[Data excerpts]
========================================================================

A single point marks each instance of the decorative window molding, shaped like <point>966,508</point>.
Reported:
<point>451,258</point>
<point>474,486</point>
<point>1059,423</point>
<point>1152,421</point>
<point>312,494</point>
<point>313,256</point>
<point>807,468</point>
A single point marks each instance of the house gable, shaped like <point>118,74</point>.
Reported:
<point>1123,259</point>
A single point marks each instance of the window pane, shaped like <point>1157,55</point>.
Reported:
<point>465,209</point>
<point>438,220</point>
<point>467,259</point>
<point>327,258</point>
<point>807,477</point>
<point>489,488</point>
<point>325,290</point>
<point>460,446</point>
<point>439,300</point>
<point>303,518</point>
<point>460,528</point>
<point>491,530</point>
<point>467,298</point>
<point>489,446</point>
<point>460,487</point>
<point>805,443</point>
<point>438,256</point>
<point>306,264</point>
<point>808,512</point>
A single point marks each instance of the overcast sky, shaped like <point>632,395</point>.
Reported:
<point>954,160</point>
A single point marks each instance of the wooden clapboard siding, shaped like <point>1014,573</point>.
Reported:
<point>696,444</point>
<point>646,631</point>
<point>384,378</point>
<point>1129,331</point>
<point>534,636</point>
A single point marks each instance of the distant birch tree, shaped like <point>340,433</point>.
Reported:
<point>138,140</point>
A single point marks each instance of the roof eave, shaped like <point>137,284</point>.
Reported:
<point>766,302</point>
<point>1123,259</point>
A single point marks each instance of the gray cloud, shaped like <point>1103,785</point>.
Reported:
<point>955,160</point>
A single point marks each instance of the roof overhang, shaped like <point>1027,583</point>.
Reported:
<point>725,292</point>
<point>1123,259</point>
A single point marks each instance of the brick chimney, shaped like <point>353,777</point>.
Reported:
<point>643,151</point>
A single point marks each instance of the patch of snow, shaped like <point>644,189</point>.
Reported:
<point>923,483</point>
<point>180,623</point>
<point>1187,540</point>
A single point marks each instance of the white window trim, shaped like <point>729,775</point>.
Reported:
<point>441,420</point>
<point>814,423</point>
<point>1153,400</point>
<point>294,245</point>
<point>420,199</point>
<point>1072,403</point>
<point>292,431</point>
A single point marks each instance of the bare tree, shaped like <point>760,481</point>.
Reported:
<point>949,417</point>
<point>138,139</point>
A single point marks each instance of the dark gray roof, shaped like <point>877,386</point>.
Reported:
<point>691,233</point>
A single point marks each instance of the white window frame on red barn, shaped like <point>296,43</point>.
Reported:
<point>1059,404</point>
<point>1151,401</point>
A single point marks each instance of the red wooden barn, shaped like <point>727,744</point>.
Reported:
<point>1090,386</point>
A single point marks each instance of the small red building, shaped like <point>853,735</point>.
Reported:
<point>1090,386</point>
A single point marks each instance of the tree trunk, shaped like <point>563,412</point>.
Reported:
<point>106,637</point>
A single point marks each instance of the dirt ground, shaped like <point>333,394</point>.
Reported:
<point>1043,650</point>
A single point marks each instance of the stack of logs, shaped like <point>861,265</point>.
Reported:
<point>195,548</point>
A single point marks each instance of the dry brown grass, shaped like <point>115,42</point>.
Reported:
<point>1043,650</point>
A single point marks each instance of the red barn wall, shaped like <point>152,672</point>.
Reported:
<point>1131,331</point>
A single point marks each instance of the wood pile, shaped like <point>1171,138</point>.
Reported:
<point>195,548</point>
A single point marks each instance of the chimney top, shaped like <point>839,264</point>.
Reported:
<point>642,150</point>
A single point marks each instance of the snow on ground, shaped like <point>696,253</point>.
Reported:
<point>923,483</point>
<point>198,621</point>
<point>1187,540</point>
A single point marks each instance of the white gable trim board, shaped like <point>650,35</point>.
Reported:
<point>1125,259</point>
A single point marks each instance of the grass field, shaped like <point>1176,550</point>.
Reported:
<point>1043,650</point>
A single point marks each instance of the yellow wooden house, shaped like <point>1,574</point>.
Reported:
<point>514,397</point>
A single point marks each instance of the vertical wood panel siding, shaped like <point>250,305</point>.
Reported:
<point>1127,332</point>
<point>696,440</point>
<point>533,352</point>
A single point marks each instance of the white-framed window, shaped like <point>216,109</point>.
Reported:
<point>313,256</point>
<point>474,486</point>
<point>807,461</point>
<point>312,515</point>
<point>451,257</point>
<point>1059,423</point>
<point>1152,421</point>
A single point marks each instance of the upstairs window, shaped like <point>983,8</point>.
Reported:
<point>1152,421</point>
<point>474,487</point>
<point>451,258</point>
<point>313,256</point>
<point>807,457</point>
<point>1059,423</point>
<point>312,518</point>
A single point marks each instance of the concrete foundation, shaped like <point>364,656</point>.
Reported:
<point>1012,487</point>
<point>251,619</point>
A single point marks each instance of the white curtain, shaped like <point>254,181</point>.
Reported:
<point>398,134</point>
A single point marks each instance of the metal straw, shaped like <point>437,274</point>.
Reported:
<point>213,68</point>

========================================================================

__EXERCISE DESCRIPTION__: Only the data above, repeated exactly, should make up the reply.

__RESULT__:
A single point marks each instance of the decorative window molding, shaped like <point>966,508</point>.
Reported:
<point>451,258</point>
<point>474,486</point>
<point>1059,423</point>
<point>1152,421</point>
<point>312,494</point>
<point>313,256</point>
<point>807,468</point>
A single point marks each instance of the house gable, shaped like <point>118,74</point>.
Reported:
<point>1123,259</point>
A single point marks each instance of the window pane, shaped like <point>1157,55</point>.
Reported:
<point>465,209</point>
<point>438,220</point>
<point>467,259</point>
<point>327,258</point>
<point>807,477</point>
<point>489,488</point>
<point>325,290</point>
<point>460,446</point>
<point>439,300</point>
<point>303,518</point>
<point>460,528</point>
<point>491,530</point>
<point>467,298</point>
<point>489,446</point>
<point>460,487</point>
<point>805,443</point>
<point>438,256</point>
<point>306,264</point>
<point>808,512</point>
A single point marks each instance of the overcast sky, shaped like <point>632,395</point>.
Reported:
<point>954,160</point>
A single point marks each instance of the wooden clapboard siding, shaped like <point>1014,573</point>.
Reported:
<point>696,444</point>
<point>646,631</point>
<point>384,378</point>
<point>1129,331</point>
<point>534,636</point>
A single point marks each instance of the distant birch tree, shaped like <point>340,433</point>.
Reported:
<point>138,140</point>
A single point marks each instance of the roof eave, shaped like <point>137,284</point>.
Reported:
<point>766,302</point>
<point>1123,259</point>
A single point marks each instance of the gray cloud, shaped like <point>1103,785</point>.
Reported:
<point>955,160</point>
A single point marks each instance of the roof overhang, shaped like <point>1027,583</point>.
Reported:
<point>725,292</point>
<point>1123,259</point>
A single point marks each instance of the brick chimney, shaped like <point>353,777</point>.
Reported:
<point>643,151</point>
A single point marks each instance of the patch of snow, shaped like <point>644,189</point>.
Reported:
<point>923,483</point>
<point>180,623</point>
<point>1187,540</point>
A single point marks each instance of the white window trim, shaped like <point>729,775</point>.
Reported:
<point>441,420</point>
<point>814,423</point>
<point>1153,400</point>
<point>294,245</point>
<point>420,199</point>
<point>1072,403</point>
<point>292,431</point>
A single point marks each instance of the bare tree, shaped like <point>760,481</point>.
Reported:
<point>949,417</point>
<point>138,139</point>
A single point marks each instance of the dark gray roof, shaped like <point>877,386</point>.
Reported:
<point>691,233</point>
A single point marks each instance of the white window frame on red barn, shaped like <point>296,43</point>.
Reported:
<point>1059,404</point>
<point>1151,401</point>
A single point marks each instance of the red wooden barn, shaped like <point>727,744</point>.
Reported:
<point>1090,386</point>
A single point marks each instance of the small red building, shaped like <point>853,735</point>.
Reported:
<point>1090,386</point>
A single point marks each instance of the tree trunk, shaped like <point>563,412</point>.
Reported:
<point>106,637</point>
A single point marks each instance of the dirt ground, shaped like <point>333,394</point>.
Reported:
<point>1043,650</point>
A single point marks each instance of the stack of logs, shaped like <point>861,265</point>.
Reported:
<point>195,548</point>
A single point marks each instance of the dry brown grass, shaped like <point>115,42</point>.
Reported:
<point>1043,650</point>
A single point marks each instance of the red barn wall, shaped like <point>152,672</point>.
Reported:
<point>1131,331</point>
A single point marks each instance of the wood pile, shaped like <point>1171,138</point>.
Reported:
<point>195,548</point>
A single point marks each instance of the chimney top, shaped like <point>839,264</point>.
Reported:
<point>642,150</point>
A single point marks each instance of the snow on ground, shaped like <point>696,253</point>.
Reported:
<point>923,483</point>
<point>198,621</point>
<point>1187,540</point>
A single point marks each instance of the white gable trim board, shaped like <point>650,35</point>.
Reported:
<point>1125,259</point>
A single point marks each instance of the grass field, shaped like <point>1176,550</point>.
Reported:
<point>1043,650</point>
A single point marks each instance of the yellow wooden house, shaped like <point>1,574</point>.
Reported:
<point>514,397</point>
A single point marks each instance of the vertical wood panel siding, shaped like <point>250,305</point>.
Reported:
<point>1127,332</point>
<point>696,440</point>
<point>533,352</point>
A single point marks each instance of the white-framed window, shaped like <point>216,109</point>.
Reported:
<point>313,256</point>
<point>474,486</point>
<point>807,461</point>
<point>312,515</point>
<point>451,257</point>
<point>1059,423</point>
<point>1152,421</point>
A single point marks each instance of the upstairs window, shaped like <point>983,8</point>.
Reported:
<point>1152,421</point>
<point>474,487</point>
<point>451,258</point>
<point>313,256</point>
<point>807,457</point>
<point>1059,423</point>
<point>312,518</point>
A single point marks each instance of the concrete foundation, shaped like <point>364,656</point>.
Reported:
<point>1012,487</point>
<point>251,619</point>
A single point marks each instance of the white curtain, shaped like <point>254,181</point>.
Reported:
<point>398,134</point>
A single point marks each instance of the metal straw, shaped like <point>437,274</point>.
Reported:
<point>213,68</point>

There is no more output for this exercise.